_Texto proporcionado_
Viajar sin celular: cuando el silencio se vuelve mapa y el alma se ubica sola


Hubo un tiempo en que viajar era perderse. No existía el GPS, ni el WiFi en la calle, ni los miles de mapas interactivos. La gente se guiaba por el instinto, por el olor del café en las plazas, por la intuición de que una calle pequeña podía llevar a una gran historia. Hoy, en 2025, eso suena casi poético. Pero yo me he dado cuenta de que esa poesía es más real de lo que creemos, y que volver a ella no es un retroceso, sino una forma de volver a nosotros.

Hace poco leí el artículo del New York Times sobre viajar sin celular. Al principio, me pareció una idea bonita para leer, pero no tan fácil de aplicar. Me pregunté: ¿será que uno realmente puede desconectarse en este mundo que exige estar siempre disponible, siempre visible, siempre en línea? Pero luego recordé algo que escribí hace un tiempo en mi blog: "Uno también se encuentra cuando se apaga". Y esa frase fue como una alarma en silencio. Me detuvo.

_Datos proporcionados_

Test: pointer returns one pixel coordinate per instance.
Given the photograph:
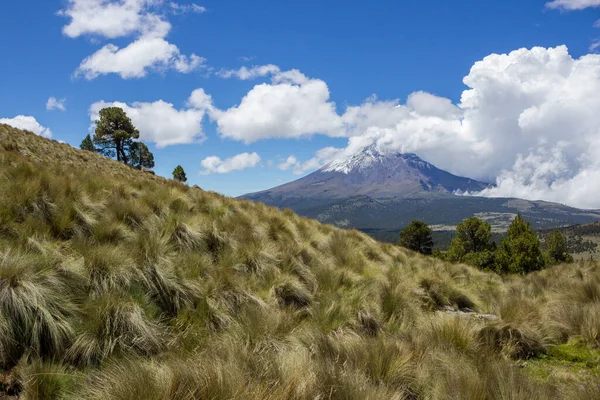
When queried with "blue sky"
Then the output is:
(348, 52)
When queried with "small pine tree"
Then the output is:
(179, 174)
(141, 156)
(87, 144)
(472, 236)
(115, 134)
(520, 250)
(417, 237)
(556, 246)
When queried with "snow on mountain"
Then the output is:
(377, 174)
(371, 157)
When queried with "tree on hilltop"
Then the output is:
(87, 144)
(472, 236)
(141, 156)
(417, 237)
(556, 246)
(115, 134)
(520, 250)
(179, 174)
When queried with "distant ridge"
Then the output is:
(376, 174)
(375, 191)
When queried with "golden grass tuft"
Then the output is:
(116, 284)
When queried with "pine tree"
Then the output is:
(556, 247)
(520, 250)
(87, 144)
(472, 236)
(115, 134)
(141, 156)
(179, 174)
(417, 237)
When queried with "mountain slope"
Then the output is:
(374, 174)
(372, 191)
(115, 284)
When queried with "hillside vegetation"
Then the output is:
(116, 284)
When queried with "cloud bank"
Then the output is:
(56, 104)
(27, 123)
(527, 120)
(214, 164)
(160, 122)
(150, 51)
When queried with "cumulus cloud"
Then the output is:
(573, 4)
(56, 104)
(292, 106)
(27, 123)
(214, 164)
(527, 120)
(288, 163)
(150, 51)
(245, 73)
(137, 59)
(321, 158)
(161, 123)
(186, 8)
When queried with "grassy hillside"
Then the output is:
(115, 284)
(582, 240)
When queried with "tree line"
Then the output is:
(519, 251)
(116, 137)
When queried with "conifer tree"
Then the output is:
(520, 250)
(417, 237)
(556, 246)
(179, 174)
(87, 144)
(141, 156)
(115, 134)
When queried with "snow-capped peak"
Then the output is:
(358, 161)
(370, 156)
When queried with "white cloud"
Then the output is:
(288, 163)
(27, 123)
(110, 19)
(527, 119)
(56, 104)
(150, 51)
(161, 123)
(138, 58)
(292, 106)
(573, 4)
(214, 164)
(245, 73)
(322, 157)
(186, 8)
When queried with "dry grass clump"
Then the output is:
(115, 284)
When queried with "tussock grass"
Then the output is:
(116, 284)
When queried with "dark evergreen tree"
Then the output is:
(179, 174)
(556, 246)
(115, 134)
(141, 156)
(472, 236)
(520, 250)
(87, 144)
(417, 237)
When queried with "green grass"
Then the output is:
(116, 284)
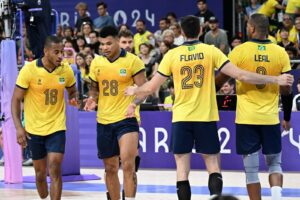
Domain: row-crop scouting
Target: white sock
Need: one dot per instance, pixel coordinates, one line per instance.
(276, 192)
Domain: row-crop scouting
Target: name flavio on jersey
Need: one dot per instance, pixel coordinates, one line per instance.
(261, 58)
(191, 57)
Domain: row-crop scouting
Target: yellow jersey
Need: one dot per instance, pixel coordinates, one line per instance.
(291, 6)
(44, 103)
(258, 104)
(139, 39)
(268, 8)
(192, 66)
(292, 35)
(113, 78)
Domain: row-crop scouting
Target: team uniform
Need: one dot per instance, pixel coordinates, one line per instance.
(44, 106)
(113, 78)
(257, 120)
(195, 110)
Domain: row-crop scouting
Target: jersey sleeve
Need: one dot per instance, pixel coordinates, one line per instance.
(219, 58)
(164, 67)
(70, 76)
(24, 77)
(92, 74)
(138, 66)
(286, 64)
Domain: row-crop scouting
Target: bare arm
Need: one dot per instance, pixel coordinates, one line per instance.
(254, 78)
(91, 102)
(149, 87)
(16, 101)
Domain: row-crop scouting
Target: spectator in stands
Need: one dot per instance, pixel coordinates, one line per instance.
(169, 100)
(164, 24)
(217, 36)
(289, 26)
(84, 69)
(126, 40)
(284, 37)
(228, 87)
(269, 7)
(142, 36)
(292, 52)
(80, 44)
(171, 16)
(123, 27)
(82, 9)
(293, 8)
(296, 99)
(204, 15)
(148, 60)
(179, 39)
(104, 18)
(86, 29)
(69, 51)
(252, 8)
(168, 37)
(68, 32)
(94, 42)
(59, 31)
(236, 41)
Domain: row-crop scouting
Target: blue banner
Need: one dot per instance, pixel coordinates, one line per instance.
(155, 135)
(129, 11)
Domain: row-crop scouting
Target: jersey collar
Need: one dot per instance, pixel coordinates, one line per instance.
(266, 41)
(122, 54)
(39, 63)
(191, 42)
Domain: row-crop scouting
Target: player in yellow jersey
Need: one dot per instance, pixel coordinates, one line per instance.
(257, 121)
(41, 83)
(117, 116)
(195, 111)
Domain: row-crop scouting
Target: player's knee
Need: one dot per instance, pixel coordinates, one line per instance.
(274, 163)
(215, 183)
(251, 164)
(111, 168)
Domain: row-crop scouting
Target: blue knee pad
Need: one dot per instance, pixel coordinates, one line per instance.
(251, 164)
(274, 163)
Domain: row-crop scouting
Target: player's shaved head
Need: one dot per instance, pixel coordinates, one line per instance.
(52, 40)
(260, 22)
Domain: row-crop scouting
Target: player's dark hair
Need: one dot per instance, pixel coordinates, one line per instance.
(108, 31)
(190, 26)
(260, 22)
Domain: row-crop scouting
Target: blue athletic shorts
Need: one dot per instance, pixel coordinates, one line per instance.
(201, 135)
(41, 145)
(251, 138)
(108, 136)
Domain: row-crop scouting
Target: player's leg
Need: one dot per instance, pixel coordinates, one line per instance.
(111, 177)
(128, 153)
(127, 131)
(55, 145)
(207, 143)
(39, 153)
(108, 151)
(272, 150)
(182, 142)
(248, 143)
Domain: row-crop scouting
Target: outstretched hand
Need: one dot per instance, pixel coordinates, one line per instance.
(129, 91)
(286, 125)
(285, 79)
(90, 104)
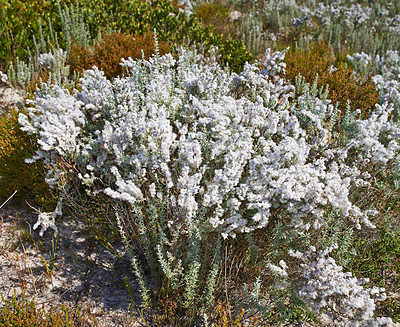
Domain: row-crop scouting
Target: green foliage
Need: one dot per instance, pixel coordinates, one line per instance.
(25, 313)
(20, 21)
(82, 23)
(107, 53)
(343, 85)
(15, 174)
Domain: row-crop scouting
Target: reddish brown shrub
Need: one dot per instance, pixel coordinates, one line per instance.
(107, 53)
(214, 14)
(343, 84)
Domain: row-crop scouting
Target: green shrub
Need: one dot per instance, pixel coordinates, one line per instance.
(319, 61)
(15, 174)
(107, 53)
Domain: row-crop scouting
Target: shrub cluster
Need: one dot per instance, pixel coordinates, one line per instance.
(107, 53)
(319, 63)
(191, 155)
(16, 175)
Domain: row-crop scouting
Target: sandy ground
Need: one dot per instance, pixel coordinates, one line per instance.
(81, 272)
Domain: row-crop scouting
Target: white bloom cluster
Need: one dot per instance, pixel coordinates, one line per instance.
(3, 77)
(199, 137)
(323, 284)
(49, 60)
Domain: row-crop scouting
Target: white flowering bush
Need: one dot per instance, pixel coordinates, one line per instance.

_Consigna A_
Resume en dos oraciones el texto sobre viajar sin celular.
_Consigna B_
¿Qué frase de su propio blog recuerda quien escribe el texto sobre viajar sin celular?
_Consigna C_
Reanuda el texto sobre viajar sin celular a partir de su última oración.

_Respuesta A_
Antes no había GPS ni WiFi, y viajar era perderse y guiarse por el instinto, algo que hoy, en 2025, suena casi poético; quien escribe sostiene que volver a esa forma de viajar no es un retroceso, sino una manera de volver a nosotros. Tras leer un artículo del New York Times sobre viajar sin celular, dudó de que fuera posible desconectarse, hasta que recordó una frase de su blog, "Uno también se encuentra cuando se apaga", que le hizo detenerse.

_Respuesta B_
"Uno también se encuentra cuando se apaga".

_Respuesta C_
En una sociedad donde todo está mediado por la pantalla, viajar sin celular suena a locura. Pero tal vez es una locura necesaria. Cuando no tienes cámara para registrar, ni Google Maps para guiarte, ni Instagram para contarle al mundo dónde estás, empiezas a habitar lo que en serio está pasando. A mí me pasó en Medellín, una tarde cualquiera. Mi teléfono se quedó sin batería y decidí no buscar carga. Caminé sin rumbo. Vi cosas que normalmente no noto: la señora que cantaba mientras barría, un perro que parecía guiar a su dueño ciego, la risa de unos niños en una fuente. No pude grabarlo. No pude compartirlo. Pero lo viví.

Lo curioso es que, al no tener celular, me sentí más acompañado que nunca. Como si mi atención volviera a ser mía, como si mi alma se sintiera al fin invitada a ese viaje. No tenía quien me escribiera, pero tampoco tenía quien me distrajera. Y ahí comprendí que el celular muchas veces es ese amigo que siempre interrumpe las mejores conversaciones con uno mismo.

Lo que plantea el artículo no es un rechazo a la tecnología. Y yo tampoco lo planteo así. Uso mi celular todos los días, como herramienta, como puente, como canal. Pero también he entendido que hay momentos en los que el silencio es el mejor GPS. Que perderse voluntariamente es una forma de recordar que no todo se planea. Que no todo se mide en likes, ni en stories, ni en timestamps.

En uno de los Mensajes Sabatinos [https://escritossabatinos.blogspot.com/], leí una frase que me tocó el alma: "Hay momentos en los que el alma necesita caminar sola para poder hablar claro". Y eso es justo lo que pasa cuando viajas sin celular. El paisaje deja de ser fondo para tus fotos, y se vuelve espejo de tus preguntas. Las calles ya no son trayectos, sino caminos. Y vos dejás de ser espectador, para convertirte en protagonista de una historia que nadie está grabando, pero que vos sí estás sintiendo.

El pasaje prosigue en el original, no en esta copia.